*The problem*:
Would you transcribe every one of the items below verbatim, line for line?
**********
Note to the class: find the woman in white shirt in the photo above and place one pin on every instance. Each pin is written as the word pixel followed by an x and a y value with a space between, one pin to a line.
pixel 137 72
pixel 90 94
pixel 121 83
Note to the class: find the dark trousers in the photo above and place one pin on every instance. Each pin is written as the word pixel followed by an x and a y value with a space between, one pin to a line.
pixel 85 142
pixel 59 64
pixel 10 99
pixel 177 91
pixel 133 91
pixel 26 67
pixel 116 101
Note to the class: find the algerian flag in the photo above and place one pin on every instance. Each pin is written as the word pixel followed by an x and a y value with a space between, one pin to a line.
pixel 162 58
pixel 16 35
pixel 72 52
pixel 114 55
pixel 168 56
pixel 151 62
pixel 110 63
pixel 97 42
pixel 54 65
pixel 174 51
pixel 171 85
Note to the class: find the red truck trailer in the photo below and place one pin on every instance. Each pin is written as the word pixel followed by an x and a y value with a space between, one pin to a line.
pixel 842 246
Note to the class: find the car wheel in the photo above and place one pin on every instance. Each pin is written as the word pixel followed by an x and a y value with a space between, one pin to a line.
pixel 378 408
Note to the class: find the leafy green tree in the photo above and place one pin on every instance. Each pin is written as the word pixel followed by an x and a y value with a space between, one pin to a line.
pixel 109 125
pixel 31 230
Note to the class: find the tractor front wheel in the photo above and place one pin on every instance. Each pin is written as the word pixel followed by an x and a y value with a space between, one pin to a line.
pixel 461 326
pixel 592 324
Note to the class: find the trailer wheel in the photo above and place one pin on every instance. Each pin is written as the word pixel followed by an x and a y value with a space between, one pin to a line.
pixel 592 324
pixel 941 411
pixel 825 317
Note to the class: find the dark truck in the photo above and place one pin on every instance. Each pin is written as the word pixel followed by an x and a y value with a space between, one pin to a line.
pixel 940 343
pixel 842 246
**********
*Answer to the task*:
Note to the class: find the woman in white shirt in the photo above and place one pin on every instance. Each pin is written as the word pixel followed by an x and a y value with a space between, one pin to a line.
pixel 137 72
pixel 90 94
pixel 121 83
Note to the class: find the dark trousers in the photo above and place one pin on every instance. Each pin is written as the word pixel followed by an x and a y value with a space between, one pin to a line.
pixel 85 142
pixel 59 64
pixel 10 99
pixel 177 91
pixel 133 91
pixel 26 67
pixel 116 101
Note to the class: find the algerian flag in the photo above and place one pin on every instance. Each pin is written as the word pixel followed by an x and a y value with a space between, one pin to a line.
pixel 162 58
pixel 16 35
pixel 72 52
pixel 114 55
pixel 168 56
pixel 151 62
pixel 110 63
pixel 97 42
pixel 54 65
pixel 174 51
pixel 171 85
Note to the class: find the red truck trailer in the photo below and place one pin on every instance. Each pin is written as the word pixel followed by an x and a y value with a space between, one pin to a line.
pixel 842 246
Note to the class: find the car wheel in the photo above and place one pin on every instance. Each pin is written as the word pixel followed by an x and a y value with a space between, one pin to a line.
pixel 378 408
Note to the class: find the leafy green tree in the photo above and place one pin on every instance. Each pin is written as the word pixel followed by an x and a y value with a space between, one pin to a line.
pixel 109 125
pixel 31 230
Note to the class: find the tractor front wheel in the photo above and place one pin on every instance. Each pin is written as the word pixel followed by an x and a y value with a space between, one pin to a line.
pixel 461 326
pixel 592 324
Note to the class: find the trailer wheel in the photo above and place one pin on every instance. Each pin is written as the word pixel followed by an x and a y value with a space between, one pin to a line.
pixel 592 324
pixel 941 411
pixel 825 317
Note to the class: find the dark truck in the photo above and place one pin on every instance. Each pin is written as the word pixel followed by an x and a y value with a space between, one pin to a line.
pixel 940 343
pixel 842 246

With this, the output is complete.